◆ DOCUMENT EXCERPT ◆
=== Begin Enclosure ===

I like eating seafood, as long as it's not fried. If it's fried, I get tired of it, and eventually it's just nauseating. 

But I eat OTHER fried foods all the time. Hrrrm.... 

Also, wasabi. I love it but I can't stand it. Aaahg!!!


----------



## Bard_Daniel (Dec 8, 2015)

mrmustard615 said:


> My Mom used to eat potato chip sandwiches. Now that was just plain weird.



:O

I ate those when I was little!


----------



## RhythmOvPain (Dec 8, 2015)

Weed gave me the most magical and beautiful moments of my life.

Today. It's an expensive way to pass 45 minutes.

But I can't stop because I love eet.


----------



## RhythmOvPain (Dec 8, 2015)

Schrody said:


> Tuna with cheese sounds gross...



Wait...

How can any kind of protein EVER taste bad with cheese?

... ALIEN!


----------



## dale (Dec 8, 2015)

RhythmOvPain said:


> Wait...

=== End Enclosure ===

◆ DATA TO EXAMINE ◆
=== Begin Enclosure ===

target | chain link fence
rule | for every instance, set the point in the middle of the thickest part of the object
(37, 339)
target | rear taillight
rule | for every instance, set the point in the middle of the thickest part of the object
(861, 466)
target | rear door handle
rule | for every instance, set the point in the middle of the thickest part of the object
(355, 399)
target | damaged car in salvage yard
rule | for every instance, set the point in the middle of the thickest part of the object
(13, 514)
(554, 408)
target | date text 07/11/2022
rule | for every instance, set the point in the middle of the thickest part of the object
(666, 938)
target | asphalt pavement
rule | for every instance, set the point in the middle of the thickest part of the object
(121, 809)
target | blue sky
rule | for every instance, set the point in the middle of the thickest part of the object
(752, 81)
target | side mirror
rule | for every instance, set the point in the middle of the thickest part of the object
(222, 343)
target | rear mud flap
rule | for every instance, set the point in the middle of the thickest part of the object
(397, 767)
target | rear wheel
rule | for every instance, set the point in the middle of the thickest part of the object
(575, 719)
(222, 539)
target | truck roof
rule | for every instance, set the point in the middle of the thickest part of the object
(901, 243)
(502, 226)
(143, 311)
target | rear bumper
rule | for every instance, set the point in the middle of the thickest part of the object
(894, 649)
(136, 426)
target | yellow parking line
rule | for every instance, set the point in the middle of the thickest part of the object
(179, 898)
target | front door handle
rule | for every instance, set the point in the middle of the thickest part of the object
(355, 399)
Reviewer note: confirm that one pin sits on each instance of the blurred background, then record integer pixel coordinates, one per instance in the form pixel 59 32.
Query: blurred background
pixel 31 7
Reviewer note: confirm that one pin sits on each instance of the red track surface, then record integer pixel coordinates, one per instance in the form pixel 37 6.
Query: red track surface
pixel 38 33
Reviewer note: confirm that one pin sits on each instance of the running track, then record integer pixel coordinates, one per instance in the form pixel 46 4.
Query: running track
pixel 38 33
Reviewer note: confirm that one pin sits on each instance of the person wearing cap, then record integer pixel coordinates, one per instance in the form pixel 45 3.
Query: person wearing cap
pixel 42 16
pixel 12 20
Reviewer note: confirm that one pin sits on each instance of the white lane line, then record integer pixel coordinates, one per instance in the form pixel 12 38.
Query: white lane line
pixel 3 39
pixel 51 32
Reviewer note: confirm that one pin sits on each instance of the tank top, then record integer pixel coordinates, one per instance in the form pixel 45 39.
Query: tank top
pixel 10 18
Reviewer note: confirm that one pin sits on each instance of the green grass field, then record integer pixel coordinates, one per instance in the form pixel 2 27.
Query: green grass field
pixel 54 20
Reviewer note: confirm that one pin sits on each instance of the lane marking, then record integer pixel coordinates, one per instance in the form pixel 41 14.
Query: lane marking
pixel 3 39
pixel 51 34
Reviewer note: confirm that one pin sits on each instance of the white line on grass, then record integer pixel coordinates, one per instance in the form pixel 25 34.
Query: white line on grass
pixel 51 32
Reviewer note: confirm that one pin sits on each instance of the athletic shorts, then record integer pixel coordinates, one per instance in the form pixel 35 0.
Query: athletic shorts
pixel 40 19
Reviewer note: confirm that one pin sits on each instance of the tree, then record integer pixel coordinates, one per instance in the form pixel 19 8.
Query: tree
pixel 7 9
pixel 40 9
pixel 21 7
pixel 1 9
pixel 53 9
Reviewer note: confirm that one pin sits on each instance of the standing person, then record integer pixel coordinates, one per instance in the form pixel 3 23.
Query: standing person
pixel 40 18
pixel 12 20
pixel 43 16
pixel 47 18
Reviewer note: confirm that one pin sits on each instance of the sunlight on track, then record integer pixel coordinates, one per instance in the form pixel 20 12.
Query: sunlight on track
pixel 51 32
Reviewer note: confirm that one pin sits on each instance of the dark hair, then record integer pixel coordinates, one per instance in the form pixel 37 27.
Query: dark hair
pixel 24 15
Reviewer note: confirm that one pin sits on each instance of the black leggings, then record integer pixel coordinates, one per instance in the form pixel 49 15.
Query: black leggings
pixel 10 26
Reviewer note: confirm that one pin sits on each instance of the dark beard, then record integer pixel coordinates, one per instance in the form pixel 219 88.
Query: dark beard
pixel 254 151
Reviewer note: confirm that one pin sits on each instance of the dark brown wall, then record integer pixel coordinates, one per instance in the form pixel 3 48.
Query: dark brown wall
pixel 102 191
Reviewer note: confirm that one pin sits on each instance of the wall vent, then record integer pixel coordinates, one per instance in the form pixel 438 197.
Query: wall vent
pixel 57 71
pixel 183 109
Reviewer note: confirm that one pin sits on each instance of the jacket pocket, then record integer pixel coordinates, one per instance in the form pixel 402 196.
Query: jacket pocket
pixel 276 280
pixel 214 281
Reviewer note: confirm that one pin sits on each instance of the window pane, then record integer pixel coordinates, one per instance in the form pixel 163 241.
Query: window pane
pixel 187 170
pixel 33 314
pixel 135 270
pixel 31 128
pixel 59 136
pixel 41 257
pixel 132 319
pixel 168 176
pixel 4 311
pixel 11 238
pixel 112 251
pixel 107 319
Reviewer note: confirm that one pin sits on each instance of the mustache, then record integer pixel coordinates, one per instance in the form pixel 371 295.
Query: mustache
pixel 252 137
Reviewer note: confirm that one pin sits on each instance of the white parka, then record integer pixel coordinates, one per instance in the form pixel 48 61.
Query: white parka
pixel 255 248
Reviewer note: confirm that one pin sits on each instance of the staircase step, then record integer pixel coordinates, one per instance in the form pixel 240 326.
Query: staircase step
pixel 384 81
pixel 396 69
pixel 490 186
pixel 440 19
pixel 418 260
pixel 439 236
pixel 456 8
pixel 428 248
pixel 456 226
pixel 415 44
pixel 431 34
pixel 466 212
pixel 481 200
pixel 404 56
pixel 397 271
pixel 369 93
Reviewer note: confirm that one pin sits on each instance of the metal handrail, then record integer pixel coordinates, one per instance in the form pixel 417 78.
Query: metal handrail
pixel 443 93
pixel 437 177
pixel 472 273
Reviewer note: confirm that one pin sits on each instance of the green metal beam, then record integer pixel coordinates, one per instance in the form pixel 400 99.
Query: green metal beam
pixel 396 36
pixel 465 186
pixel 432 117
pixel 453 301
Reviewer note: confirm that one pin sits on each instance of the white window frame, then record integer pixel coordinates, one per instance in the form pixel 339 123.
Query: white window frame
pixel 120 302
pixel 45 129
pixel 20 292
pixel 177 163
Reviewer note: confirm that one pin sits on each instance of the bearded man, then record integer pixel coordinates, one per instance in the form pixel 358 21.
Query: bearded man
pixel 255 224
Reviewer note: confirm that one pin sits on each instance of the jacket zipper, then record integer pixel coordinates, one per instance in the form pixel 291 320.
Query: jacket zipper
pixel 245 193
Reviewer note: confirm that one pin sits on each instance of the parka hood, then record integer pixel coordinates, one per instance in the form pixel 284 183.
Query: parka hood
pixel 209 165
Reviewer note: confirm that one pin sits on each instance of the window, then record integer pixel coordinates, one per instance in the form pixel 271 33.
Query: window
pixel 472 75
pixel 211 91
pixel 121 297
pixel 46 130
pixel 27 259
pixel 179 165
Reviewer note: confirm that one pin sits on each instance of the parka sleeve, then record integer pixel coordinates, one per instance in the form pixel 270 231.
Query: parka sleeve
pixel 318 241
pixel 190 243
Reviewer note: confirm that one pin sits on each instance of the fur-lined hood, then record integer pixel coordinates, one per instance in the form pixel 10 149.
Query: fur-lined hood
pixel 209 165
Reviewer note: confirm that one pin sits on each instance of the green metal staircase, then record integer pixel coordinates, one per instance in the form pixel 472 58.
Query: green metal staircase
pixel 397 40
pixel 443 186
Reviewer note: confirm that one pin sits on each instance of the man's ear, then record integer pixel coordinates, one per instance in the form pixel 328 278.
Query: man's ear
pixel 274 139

=== End Enclosure ===

◆ PROBLEM 1 ◆
List every username that appears in the forum thread, whether as a poster or as someone being quoted.
◆ PROBLEM 2 ◆
Answer these questions from the forum thread:
(a) What did mrmustard615's mom used to eat?
(b) According to RhythmOvPain, how many minutes is weed now an expensive way to pass?
(c) What food does Schrody say sounds gross?
◆ PROBLEM 3 ◆
Reproduce the part of the forum thread between "I ate those" and "I love eet.", inclusive.
The records are separate material and have nothing to do with the forum thread.

◆ WORKED SOLUTION 1 ◆
Bard_Daniel, mrmustard615, RhythmOvPain, Schrody, dale

◆ WORKED SOLUTION 2 ◆
(a) Potato chip sandwiches
(b) 45 minutes
(c) Tuna with cheese

◆ WORKED SOLUTION 3 ◆
I ate those when I was little!


----------



## RhythmOvPain (Dec 8, 2015)

Weed gave me the most magical and beautiful moments of my life.

Today. It's an expensive way to pass 45 minutes.

But I can't stop because I love eet.